== PROBLEM 1 ==
Answer these questions from the summit report:
(a) Who gave the welcome remarks?
(b) How many panel sessions were there?
(c) Who chaired the first panel?
== PROBLEM 2 ==
List each body that the summit report says supported the event.
== PROBLEM 3 ==
Continue the summit report from its last sentence.

== EXCERPT PROVIDED

The event was organised by the Hong Kong Special Administrative Region Government (HKSARG), supported by the People’s Republic of China’s Ministry of Foreign Affairs, National Development and Reform Commission and Ministry of Commerce, and the People’s Bank of China, in association with the Hong Kong Trade Development Council (HKTDC). 

First Belt and Road Summit explores business

In his welcome remarks, HKTDC Chairman Vincent HS Lo said that the Hong Kong Trade Development Council has been promoting the city as an integrator that brings together governments, capital and expertise to maximize Belt and Road opportunities.

Policy coordination, sector cooperation and ASEAN development

There were three panel sessions. The first panel, chaired by Laura Cha, Chairman of Hong Kong’s Financial Services Development Council, analysed investment opportunities from policy makers’ perspective. The panellists shared their views on how governments can develop their own policies and work with other countries to facilitate cooperation. The speakers included HE Eng Sultan Saeed AlMansoori, Minister of Economy, the United Arab Emirates; HE Ong Ka Chuan, Second Minister of International Trade and Industry, Malaysia; Franky Sibarani, Chairman, Indonesia Investment Coordinating Board (BKPM); and the Hon Gregory So, Secretary for Commerce and Economic Development, HKSAR.

====
== DATA RECORDS

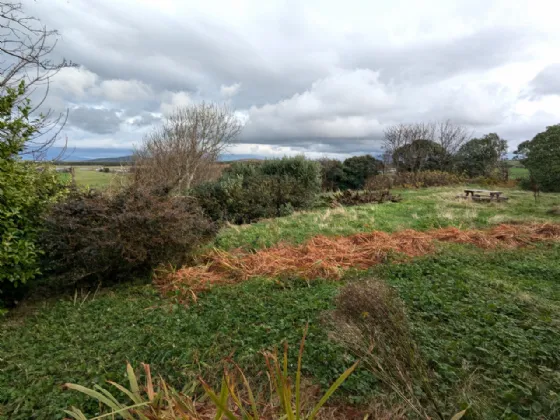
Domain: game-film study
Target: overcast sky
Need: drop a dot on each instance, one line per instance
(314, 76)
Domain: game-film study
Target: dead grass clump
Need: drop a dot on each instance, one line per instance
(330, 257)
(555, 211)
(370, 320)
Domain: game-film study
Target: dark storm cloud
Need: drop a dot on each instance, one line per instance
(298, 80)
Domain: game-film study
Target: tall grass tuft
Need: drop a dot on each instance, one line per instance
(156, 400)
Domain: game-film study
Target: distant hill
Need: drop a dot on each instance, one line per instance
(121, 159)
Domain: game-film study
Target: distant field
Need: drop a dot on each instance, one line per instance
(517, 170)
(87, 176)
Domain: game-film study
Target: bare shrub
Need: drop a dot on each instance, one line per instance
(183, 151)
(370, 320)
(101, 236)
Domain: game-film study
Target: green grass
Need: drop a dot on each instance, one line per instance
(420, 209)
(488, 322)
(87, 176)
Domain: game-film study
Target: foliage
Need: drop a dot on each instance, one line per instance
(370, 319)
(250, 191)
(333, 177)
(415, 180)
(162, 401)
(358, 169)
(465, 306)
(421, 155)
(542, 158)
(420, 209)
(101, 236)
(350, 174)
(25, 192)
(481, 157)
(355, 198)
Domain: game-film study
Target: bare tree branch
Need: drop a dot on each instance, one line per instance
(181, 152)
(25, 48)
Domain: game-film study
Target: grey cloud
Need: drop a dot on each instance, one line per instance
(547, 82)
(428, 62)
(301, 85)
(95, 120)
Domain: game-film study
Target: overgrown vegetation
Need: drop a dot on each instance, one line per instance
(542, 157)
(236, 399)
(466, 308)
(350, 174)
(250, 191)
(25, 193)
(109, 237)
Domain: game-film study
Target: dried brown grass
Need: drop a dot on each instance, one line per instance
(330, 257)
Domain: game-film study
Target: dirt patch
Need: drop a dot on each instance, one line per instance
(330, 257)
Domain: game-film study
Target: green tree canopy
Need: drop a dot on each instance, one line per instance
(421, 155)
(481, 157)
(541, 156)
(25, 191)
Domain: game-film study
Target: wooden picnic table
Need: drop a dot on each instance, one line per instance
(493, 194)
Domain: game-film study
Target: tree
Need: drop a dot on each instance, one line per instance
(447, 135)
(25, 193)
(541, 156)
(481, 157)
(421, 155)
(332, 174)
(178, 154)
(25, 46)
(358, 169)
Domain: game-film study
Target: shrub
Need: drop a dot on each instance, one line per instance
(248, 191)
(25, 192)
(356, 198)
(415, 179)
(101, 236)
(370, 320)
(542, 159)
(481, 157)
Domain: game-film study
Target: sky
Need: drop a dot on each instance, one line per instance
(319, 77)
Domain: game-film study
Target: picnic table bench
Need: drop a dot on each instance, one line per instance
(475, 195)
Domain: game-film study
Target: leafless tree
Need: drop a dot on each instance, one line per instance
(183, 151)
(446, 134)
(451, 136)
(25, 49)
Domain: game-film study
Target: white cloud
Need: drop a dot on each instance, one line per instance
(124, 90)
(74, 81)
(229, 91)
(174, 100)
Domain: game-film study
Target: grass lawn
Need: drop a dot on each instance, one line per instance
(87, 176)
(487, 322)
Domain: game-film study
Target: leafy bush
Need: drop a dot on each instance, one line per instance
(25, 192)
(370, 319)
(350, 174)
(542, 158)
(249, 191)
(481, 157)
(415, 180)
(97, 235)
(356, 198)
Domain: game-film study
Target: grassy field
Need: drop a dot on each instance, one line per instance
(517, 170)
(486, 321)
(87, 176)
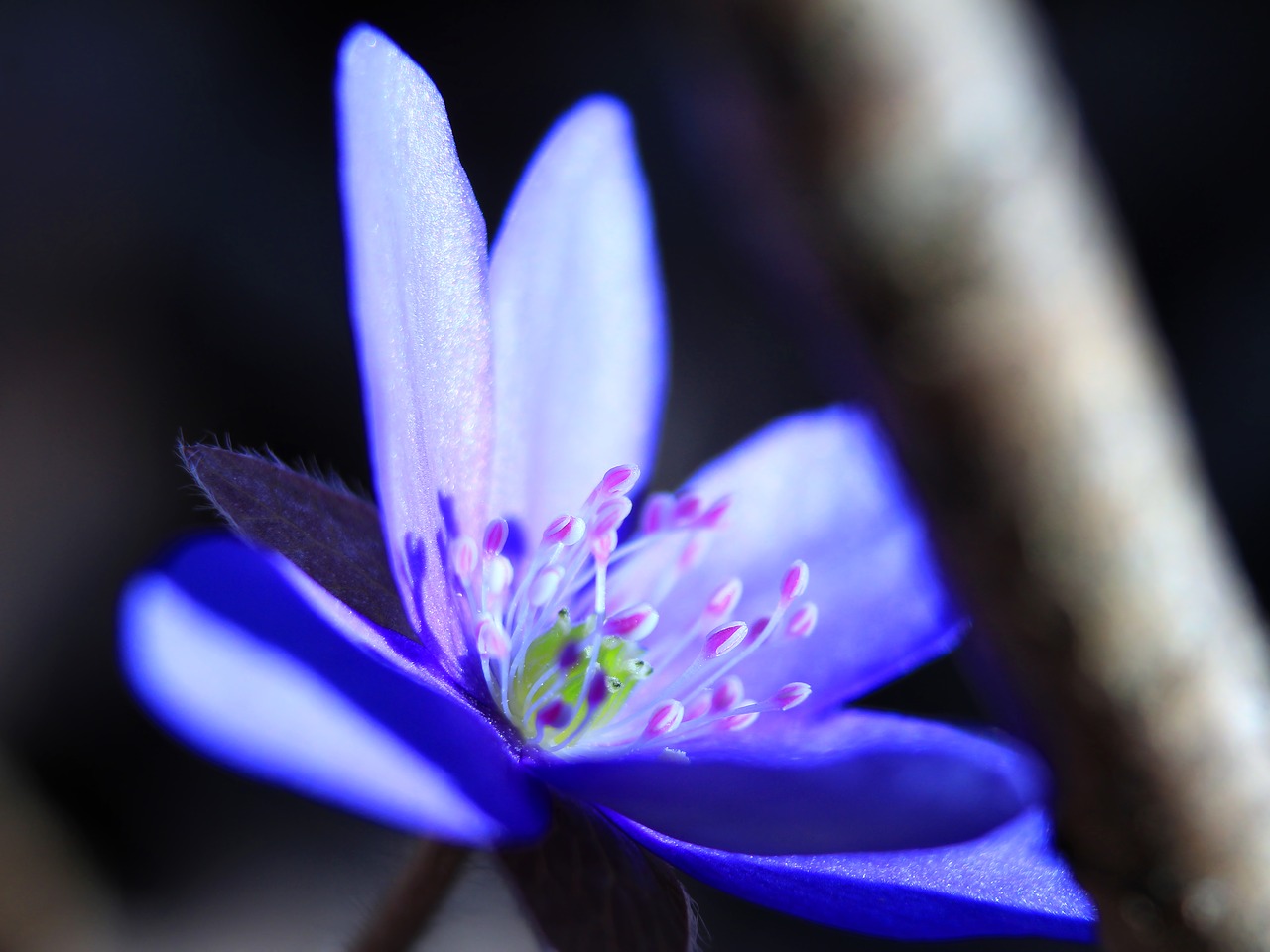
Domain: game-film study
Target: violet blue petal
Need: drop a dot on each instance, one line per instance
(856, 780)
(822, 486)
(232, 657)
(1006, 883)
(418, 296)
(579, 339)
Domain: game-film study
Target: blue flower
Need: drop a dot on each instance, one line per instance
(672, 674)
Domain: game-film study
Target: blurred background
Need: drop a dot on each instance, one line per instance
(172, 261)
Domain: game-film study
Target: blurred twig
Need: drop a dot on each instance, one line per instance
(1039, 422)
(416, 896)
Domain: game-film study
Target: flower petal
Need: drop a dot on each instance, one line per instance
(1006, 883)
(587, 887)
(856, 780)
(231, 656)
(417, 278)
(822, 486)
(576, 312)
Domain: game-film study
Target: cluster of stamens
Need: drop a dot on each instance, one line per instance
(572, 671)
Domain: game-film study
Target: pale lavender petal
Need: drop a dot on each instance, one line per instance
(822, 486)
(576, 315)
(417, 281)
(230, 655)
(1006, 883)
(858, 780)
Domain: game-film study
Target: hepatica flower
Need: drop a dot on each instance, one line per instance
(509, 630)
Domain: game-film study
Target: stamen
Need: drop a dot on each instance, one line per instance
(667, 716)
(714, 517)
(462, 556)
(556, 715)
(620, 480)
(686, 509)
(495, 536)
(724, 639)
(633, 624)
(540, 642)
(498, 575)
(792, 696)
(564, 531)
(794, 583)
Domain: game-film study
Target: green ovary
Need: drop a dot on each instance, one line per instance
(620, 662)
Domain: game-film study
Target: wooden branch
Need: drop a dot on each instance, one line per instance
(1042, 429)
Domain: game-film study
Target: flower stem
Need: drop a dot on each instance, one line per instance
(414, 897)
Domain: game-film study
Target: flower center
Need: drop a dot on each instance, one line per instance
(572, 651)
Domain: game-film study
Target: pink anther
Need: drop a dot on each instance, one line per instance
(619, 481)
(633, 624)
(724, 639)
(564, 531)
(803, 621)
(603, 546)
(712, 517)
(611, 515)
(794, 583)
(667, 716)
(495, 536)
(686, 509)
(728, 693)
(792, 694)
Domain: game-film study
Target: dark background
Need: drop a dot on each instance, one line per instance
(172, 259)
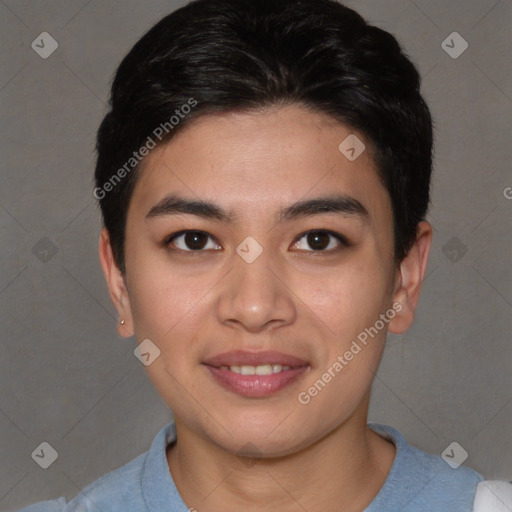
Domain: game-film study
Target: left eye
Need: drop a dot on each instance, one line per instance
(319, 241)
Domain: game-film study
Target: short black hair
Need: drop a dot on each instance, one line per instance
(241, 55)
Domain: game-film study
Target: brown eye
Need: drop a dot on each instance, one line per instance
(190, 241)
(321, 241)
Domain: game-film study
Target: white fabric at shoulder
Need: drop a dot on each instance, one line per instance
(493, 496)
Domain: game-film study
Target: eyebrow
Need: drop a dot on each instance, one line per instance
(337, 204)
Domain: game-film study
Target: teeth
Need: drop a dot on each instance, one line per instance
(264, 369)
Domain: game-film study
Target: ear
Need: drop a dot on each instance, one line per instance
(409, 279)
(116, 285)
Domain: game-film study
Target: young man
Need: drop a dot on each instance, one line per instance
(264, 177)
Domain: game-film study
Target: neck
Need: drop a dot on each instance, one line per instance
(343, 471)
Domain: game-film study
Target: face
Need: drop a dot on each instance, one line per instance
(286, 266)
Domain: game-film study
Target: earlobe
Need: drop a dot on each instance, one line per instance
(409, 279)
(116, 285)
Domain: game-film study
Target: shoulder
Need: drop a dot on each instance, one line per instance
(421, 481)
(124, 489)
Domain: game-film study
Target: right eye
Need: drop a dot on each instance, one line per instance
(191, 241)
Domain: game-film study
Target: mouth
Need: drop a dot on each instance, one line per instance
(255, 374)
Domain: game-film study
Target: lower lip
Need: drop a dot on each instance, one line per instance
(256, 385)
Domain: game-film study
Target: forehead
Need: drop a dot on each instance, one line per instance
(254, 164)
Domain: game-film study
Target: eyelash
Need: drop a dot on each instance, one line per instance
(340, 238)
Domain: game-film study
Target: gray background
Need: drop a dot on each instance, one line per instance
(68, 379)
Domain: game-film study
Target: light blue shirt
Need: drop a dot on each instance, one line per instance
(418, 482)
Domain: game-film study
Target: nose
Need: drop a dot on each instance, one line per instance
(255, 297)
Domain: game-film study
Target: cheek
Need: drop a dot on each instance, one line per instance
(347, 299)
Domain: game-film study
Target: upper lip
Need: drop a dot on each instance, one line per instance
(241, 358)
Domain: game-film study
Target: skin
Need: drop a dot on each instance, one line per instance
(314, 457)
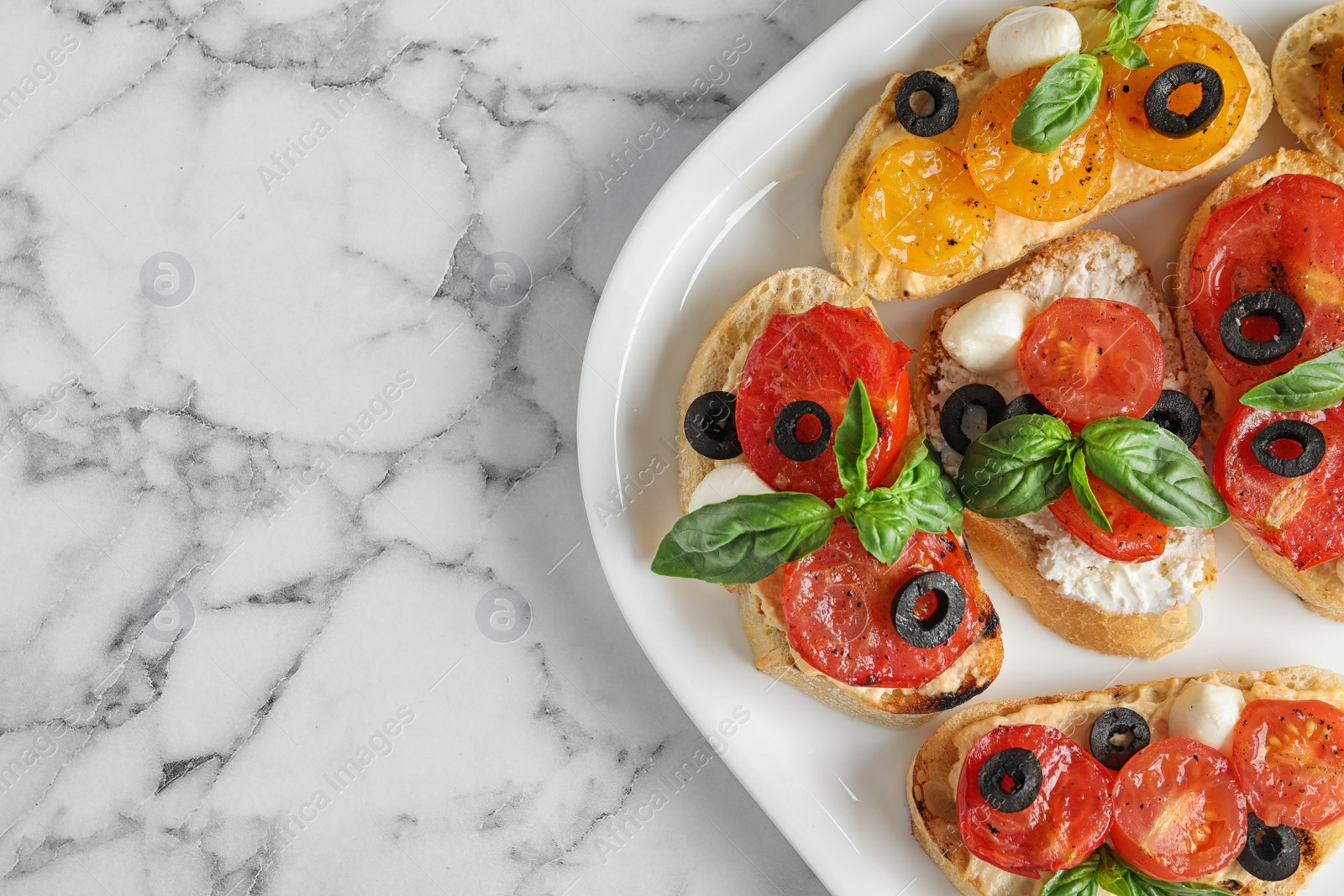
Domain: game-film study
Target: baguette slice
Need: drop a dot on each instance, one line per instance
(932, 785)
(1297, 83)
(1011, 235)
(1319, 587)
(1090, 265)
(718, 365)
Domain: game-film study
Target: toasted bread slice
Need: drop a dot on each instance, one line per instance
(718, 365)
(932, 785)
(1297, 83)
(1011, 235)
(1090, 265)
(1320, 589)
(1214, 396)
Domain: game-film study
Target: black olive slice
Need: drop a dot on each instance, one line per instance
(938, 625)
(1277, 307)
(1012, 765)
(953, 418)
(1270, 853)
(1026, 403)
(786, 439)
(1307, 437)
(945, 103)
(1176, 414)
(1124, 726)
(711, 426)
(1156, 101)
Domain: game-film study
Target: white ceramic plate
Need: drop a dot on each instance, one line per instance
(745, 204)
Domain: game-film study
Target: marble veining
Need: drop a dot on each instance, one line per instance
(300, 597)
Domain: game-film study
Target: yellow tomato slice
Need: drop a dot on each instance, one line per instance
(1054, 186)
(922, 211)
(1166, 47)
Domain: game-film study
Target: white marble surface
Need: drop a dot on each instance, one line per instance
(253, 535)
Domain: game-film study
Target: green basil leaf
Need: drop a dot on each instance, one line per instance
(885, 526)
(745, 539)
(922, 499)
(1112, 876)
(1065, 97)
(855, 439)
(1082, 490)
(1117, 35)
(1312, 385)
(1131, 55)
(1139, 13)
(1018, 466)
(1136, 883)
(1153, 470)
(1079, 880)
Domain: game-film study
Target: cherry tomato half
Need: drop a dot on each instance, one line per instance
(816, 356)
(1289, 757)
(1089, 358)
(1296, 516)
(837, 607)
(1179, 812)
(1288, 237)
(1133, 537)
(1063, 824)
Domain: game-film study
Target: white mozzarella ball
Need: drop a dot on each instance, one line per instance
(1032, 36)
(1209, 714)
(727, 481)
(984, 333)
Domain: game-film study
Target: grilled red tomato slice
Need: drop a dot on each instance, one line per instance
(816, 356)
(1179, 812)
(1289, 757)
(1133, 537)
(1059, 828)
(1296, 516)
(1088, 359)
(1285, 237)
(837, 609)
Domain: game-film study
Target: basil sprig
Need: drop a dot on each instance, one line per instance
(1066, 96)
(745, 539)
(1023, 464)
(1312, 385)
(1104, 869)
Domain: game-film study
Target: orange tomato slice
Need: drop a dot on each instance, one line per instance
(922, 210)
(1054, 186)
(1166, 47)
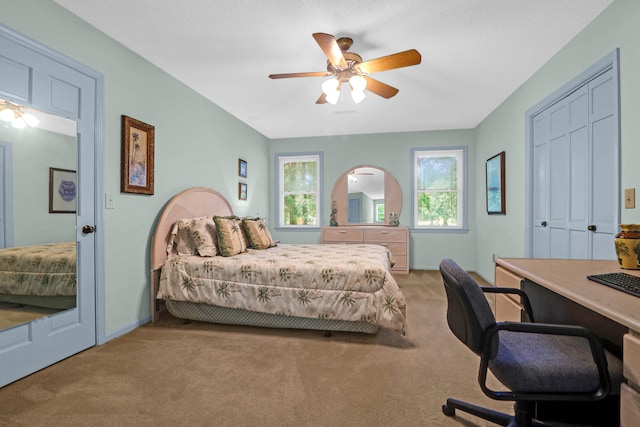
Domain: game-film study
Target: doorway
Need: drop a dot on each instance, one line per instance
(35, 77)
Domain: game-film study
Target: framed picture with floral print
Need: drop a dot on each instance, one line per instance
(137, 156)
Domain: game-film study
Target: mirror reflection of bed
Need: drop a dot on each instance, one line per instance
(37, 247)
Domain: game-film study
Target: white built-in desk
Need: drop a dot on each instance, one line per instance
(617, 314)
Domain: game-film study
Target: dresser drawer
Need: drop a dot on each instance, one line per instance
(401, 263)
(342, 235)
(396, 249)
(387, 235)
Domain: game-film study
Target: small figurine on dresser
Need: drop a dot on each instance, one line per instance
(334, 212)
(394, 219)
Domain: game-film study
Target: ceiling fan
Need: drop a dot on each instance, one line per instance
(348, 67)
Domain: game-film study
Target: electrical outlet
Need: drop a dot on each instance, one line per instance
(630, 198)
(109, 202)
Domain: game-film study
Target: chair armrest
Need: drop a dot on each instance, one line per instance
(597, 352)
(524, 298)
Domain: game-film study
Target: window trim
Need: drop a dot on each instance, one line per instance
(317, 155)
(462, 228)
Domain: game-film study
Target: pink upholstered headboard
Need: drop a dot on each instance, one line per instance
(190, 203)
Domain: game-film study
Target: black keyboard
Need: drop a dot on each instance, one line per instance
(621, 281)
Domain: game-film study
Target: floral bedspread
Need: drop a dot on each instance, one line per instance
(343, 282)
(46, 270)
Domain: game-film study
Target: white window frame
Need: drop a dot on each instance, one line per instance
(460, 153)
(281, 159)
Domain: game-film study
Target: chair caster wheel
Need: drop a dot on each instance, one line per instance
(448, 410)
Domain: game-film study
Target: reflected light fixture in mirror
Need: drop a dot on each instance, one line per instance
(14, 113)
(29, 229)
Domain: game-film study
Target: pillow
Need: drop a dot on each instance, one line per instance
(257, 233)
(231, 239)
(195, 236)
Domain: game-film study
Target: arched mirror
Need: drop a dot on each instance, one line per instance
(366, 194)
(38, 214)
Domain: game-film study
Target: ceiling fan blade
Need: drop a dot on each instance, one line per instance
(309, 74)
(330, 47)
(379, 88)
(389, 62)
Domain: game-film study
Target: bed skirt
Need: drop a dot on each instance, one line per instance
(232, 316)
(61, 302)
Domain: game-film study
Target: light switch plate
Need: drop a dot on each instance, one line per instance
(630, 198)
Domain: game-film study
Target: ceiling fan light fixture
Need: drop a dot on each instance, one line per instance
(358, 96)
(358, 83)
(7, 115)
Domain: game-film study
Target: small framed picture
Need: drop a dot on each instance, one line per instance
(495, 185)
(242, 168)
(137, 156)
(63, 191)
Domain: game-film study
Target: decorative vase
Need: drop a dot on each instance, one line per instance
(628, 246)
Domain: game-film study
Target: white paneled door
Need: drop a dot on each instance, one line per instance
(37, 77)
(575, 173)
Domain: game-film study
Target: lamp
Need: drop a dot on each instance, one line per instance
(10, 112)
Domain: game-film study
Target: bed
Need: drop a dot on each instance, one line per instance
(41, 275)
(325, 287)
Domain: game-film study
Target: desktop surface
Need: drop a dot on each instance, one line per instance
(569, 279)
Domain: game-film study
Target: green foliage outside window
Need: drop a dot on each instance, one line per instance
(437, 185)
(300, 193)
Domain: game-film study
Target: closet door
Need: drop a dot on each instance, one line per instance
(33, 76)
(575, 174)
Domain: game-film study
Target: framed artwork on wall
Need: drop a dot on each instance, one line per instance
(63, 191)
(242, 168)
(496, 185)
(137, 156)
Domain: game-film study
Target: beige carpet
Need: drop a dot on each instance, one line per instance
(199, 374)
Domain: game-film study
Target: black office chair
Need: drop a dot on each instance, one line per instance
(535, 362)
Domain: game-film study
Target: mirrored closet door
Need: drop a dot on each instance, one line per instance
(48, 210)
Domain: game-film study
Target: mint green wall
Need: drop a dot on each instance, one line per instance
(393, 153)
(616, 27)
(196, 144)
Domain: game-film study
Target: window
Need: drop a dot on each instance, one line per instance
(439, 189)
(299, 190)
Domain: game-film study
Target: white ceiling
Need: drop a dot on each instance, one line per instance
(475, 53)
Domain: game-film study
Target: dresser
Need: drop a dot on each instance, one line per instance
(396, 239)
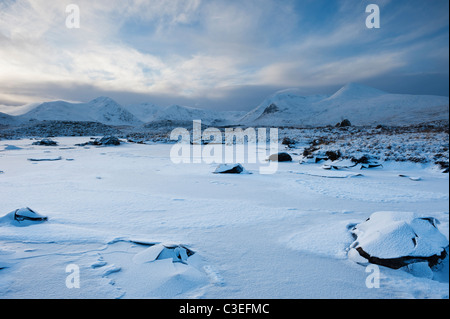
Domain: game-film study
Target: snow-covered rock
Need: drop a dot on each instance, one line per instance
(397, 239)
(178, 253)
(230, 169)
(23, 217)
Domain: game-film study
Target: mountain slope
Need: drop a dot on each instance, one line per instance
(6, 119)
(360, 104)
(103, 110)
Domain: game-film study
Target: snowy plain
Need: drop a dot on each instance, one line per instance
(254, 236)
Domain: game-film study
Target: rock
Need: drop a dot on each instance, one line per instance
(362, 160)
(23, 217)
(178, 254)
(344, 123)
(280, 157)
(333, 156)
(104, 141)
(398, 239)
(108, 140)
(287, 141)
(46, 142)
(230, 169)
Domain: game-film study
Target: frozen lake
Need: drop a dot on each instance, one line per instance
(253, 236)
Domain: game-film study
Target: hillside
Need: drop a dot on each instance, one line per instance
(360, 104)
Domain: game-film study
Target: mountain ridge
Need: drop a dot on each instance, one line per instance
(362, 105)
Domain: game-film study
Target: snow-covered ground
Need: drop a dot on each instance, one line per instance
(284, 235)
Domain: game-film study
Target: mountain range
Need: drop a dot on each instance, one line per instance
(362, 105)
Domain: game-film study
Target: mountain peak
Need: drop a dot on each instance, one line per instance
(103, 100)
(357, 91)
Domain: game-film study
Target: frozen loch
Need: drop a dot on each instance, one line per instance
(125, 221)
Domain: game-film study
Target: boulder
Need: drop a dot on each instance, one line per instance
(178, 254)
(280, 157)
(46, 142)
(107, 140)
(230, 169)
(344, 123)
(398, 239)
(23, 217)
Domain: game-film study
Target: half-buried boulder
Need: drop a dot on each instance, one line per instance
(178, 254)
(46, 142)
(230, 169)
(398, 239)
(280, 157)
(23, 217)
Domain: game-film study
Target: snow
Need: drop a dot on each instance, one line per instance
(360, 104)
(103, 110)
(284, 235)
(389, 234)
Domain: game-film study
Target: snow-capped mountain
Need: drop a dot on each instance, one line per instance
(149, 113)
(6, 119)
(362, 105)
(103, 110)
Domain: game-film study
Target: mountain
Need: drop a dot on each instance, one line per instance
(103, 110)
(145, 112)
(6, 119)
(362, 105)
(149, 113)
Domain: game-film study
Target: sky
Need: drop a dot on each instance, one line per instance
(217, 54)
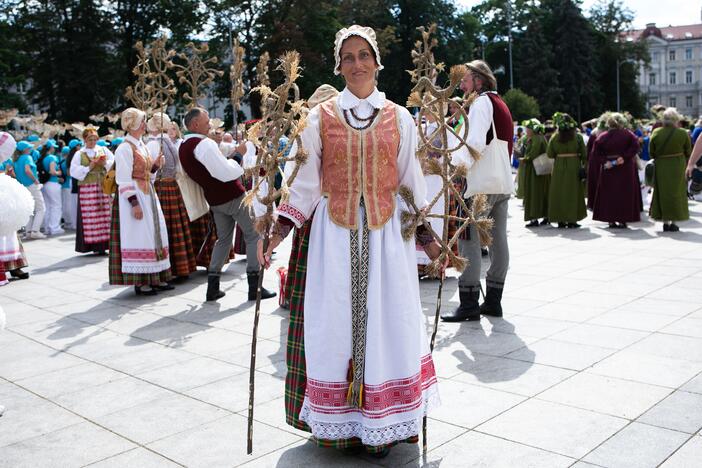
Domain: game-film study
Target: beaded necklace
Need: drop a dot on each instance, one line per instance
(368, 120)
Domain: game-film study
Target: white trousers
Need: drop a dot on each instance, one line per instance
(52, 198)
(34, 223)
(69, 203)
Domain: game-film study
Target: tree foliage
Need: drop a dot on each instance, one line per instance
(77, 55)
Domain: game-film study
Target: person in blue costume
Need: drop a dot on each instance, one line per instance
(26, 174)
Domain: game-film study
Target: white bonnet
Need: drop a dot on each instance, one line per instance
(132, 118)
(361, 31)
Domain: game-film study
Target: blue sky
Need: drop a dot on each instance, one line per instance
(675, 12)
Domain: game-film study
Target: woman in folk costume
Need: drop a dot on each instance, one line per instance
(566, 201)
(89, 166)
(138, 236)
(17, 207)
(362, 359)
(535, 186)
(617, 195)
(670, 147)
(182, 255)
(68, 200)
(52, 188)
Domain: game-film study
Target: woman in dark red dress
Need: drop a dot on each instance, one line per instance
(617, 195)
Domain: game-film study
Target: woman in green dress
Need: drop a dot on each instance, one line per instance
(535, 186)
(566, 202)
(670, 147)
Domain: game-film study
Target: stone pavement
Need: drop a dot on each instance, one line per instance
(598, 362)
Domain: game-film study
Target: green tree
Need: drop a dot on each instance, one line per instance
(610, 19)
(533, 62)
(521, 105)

====

== EXERCISE RESPONSE 1 ==
(a) Vincent HS Lo, Chairman of the HKTDC.
(b) Three.
(c) Laura Cha, Chairman of Hong Kong's Financial Services Development Council.

== EXERCISE RESPONSE 2 ==
- The People's Republic of China's Ministry of Foreign Affairs
- The National Development and Reform Commission
- The Ministry of Commerce
- The People's Bank of China

== EXERCISE RESPONSE 3 ==
Addressing the topic, ‘Enhancing cross-sector connectivity among economies along the Belt and Road is a major goal of the Initiative,’ the second panel presented influential business leaders offering their insights into closer cooperation between different sectors within the Belt and Road framework. Putting forth their views were: Victor Fung, Group Chairman, Fung Group (Panel Chair); HE Sultan Ahmed Bin Sulayem, Group Chairman and Chief Executive Officer, DP World; Douglas Flint, Group Chairman, HSBC Holdings plc; Dr DJ Pandian, Vice President and Chief Investment Officer, Asian Infrastructure Investment Bank; Lin Jingzhen, Deputy Chief Executive, Bank of China (Hong Kong) Limited; and Professor the Hon KC Chan, Secretary for Financial Services and the Treasury, HKSAR.

The third panel examined the importance of closer business partnerships and the crucial role of ASEAN in the Belt and Road Initiative. The panel was chaired by Kevin Sneader, Chairman, Asia, McKinsey & Company and featured ASEAN business elites, including, Narong Chearavanont, Vice Chairman, Charoen Pokphand Group; Suryo Bambang Sulisto, Chairman, KADIN Indonesia Honorary Council and Founder, PT Satmarindo Group; Teresita Sy-Coson, Vice Chairperson, SM Investments Corporation; Tan Sri Dr Francis Yeoh Sock Ping, Managing Director, YTL Group; and Dr Jonathan Choi, Chairman, Sunwah Group.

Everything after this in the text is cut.